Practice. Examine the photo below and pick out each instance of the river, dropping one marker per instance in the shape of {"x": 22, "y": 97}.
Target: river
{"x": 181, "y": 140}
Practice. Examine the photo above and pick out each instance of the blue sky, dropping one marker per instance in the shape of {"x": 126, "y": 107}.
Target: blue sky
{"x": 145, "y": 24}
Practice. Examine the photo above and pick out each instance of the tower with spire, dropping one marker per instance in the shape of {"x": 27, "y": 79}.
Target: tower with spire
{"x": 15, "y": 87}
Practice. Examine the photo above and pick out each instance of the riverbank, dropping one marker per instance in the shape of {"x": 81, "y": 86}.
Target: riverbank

WORK REQUIRED> Your task is to transcribe the material exactly.

FULL RESPONSE>
Practice. Examine the photo below and pick out each instance of the river, dropping one marker per instance in the shape of {"x": 22, "y": 97}.
Target: river
{"x": 181, "y": 140}
Practice. Examine the photo above and pick out each instance of the blue sky, dropping one marker per instance in the shape of {"x": 126, "y": 107}.
Target: blue sky
{"x": 145, "y": 24}
Practice. Examine the photo above and pick out each instance of the tower with spire, dropping one marker per instance in the shape of {"x": 27, "y": 79}.
Target: tower with spire
{"x": 15, "y": 87}
Practice. Examine the photo above and pick out each instance of the riverbank, dropping one marker per instance in the shape of {"x": 81, "y": 86}.
Target: riverbank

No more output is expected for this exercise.